╭─ MATERIAL PROVIDED
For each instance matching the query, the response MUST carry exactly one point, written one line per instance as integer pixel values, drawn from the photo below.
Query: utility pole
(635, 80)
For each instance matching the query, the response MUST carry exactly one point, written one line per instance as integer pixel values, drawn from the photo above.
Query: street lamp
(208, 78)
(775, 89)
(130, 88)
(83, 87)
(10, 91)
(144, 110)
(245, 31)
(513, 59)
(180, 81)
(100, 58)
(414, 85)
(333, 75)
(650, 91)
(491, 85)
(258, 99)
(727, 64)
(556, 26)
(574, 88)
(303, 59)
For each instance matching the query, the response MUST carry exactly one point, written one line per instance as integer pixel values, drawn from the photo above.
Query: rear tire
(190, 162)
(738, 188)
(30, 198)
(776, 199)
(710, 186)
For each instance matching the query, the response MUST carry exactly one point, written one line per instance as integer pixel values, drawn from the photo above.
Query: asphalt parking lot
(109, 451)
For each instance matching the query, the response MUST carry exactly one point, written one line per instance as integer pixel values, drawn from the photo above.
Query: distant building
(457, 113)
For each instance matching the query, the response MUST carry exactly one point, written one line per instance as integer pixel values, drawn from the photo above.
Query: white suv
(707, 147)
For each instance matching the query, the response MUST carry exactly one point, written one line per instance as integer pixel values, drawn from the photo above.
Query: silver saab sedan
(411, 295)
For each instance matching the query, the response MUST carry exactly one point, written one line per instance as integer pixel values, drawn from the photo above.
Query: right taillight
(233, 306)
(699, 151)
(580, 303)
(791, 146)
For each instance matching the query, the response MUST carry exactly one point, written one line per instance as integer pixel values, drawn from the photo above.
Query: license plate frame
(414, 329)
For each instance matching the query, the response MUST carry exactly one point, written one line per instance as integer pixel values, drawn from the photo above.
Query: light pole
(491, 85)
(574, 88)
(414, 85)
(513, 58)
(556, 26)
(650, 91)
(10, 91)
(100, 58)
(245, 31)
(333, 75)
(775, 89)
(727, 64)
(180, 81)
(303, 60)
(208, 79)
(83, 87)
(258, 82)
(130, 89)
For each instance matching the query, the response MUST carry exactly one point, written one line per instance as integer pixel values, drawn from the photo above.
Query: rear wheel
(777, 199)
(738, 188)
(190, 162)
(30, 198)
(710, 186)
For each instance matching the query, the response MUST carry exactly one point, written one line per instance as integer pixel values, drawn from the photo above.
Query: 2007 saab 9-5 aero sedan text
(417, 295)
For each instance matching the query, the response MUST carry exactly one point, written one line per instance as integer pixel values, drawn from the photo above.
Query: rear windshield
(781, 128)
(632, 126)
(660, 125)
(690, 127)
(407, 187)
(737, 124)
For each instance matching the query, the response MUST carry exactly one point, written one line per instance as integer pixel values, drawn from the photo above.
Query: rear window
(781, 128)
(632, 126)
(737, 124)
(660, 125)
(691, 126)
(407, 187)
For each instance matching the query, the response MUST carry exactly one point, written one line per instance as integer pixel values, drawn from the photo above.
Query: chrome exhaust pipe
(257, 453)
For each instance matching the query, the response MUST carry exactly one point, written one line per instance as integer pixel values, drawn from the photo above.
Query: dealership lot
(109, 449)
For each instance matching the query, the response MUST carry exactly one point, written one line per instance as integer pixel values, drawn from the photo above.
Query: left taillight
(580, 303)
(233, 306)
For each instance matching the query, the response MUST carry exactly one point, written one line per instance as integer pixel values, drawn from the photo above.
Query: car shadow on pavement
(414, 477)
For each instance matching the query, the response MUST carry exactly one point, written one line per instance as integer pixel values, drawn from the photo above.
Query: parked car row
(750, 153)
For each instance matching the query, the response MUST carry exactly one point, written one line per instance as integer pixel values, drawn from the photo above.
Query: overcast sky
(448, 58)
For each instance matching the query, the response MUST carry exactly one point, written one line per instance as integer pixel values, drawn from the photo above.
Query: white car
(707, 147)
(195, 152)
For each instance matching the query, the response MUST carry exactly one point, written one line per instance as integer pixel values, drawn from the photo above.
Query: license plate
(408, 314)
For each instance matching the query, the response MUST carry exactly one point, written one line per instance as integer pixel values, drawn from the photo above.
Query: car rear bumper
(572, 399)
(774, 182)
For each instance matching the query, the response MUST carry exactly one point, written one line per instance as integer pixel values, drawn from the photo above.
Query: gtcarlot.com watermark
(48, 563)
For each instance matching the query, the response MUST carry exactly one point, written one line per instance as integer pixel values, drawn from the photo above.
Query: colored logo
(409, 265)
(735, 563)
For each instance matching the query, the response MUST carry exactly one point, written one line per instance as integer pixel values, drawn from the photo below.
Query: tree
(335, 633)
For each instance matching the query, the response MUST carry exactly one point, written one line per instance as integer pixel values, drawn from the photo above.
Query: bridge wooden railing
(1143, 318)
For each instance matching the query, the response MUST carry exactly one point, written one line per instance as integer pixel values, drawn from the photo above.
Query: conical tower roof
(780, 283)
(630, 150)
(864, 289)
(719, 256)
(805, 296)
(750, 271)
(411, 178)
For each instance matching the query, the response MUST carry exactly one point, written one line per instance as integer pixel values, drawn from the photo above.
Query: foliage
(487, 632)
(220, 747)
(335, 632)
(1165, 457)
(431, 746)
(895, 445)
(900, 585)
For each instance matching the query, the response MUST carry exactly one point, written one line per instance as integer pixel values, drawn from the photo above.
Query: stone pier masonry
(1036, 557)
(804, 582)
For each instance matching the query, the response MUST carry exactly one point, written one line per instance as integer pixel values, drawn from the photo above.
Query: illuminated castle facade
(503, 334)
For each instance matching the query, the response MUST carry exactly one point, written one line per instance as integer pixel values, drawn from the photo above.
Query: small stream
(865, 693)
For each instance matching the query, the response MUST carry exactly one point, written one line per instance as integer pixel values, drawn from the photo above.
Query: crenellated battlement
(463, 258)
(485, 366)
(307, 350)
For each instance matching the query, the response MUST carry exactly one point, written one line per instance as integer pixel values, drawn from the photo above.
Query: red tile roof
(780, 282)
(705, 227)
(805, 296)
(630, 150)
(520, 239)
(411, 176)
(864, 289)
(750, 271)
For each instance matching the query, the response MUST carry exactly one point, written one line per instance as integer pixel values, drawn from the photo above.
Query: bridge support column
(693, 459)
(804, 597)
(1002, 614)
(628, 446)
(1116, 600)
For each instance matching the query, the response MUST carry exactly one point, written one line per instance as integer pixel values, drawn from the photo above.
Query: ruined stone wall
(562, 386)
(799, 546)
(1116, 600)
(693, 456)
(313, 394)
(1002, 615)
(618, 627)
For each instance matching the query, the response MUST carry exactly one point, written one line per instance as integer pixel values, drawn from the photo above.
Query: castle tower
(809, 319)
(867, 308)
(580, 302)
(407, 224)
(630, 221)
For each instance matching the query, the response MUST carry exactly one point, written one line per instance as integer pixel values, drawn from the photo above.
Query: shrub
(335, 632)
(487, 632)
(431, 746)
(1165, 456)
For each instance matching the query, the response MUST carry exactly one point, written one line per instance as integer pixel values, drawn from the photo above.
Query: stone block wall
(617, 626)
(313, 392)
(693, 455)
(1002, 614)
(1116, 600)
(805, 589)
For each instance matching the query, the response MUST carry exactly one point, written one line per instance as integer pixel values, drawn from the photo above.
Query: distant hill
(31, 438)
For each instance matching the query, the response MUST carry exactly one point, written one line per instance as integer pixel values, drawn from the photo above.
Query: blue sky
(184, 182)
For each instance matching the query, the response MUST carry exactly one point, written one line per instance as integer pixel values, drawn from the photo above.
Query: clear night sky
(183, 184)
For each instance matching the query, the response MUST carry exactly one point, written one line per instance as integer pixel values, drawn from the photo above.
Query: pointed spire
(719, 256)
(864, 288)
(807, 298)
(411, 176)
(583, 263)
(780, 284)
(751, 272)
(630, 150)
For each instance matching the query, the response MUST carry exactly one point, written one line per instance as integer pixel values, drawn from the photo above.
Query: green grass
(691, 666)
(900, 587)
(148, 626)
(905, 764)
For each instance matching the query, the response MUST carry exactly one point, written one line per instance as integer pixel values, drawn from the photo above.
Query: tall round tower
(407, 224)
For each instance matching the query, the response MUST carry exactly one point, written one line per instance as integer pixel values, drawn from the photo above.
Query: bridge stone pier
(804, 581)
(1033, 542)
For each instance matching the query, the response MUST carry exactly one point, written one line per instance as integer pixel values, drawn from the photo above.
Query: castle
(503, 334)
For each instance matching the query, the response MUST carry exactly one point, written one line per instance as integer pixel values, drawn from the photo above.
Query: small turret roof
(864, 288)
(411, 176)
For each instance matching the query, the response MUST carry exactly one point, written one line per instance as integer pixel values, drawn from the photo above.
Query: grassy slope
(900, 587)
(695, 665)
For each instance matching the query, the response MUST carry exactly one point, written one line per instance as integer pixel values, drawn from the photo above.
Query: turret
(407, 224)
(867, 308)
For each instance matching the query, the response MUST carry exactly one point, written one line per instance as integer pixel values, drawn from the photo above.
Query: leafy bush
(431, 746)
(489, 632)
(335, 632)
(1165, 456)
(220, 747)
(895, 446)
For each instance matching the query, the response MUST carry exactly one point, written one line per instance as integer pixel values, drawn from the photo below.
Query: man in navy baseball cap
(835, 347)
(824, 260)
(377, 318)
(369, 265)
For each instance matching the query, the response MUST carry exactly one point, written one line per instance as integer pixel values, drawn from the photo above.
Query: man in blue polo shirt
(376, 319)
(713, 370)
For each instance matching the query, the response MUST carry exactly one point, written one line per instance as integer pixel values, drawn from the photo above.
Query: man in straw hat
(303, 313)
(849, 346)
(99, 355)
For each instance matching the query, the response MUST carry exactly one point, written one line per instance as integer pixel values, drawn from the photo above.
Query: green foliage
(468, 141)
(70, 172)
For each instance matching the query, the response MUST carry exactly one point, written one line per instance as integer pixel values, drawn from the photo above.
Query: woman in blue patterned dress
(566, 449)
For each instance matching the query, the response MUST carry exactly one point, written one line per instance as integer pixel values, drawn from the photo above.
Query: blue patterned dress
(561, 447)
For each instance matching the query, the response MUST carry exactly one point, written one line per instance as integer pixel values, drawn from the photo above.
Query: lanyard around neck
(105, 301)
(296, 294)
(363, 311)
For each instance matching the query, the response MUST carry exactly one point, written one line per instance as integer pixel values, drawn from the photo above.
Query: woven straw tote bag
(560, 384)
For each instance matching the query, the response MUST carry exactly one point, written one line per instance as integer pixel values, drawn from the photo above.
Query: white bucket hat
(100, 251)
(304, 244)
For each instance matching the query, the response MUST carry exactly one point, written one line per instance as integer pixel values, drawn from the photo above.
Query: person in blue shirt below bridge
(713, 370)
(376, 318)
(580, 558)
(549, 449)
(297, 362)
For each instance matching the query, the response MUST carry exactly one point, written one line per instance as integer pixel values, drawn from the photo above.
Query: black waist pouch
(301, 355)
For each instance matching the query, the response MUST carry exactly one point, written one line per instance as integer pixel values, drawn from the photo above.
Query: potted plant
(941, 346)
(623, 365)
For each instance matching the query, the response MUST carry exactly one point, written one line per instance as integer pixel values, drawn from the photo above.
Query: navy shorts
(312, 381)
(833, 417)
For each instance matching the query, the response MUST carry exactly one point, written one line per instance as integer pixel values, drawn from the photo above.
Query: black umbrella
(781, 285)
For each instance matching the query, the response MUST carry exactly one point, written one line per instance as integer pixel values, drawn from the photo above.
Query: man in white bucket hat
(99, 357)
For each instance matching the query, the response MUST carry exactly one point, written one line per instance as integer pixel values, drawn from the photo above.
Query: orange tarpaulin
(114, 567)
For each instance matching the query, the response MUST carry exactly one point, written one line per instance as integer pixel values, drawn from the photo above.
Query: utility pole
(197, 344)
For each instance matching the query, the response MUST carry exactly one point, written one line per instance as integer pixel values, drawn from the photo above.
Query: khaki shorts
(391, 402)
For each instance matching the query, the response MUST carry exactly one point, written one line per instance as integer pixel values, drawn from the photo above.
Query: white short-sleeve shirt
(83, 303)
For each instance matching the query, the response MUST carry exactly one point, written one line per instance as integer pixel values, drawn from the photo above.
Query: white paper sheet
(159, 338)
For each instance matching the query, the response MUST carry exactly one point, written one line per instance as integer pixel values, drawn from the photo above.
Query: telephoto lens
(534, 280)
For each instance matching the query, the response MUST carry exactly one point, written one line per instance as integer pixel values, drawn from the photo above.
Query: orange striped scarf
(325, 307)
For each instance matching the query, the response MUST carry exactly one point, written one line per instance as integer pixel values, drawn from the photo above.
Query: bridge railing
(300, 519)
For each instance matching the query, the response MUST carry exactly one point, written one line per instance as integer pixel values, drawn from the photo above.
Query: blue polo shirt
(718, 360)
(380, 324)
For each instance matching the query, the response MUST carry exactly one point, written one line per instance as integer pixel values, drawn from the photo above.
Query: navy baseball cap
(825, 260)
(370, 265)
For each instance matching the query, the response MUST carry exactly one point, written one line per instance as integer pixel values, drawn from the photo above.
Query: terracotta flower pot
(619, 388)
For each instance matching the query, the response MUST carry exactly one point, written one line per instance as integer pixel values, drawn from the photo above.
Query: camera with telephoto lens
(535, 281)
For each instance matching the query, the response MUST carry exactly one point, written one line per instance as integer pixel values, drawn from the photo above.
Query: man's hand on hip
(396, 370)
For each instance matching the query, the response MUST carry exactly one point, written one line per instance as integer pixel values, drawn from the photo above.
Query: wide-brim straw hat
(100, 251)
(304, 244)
╰─
## SHORT TASK
Pick out every line of the records above that contains the string "baseball", treating case as significant.

## REPLY TO THE TASK
Query: man in navy baseball cap
Query: navy baseball cap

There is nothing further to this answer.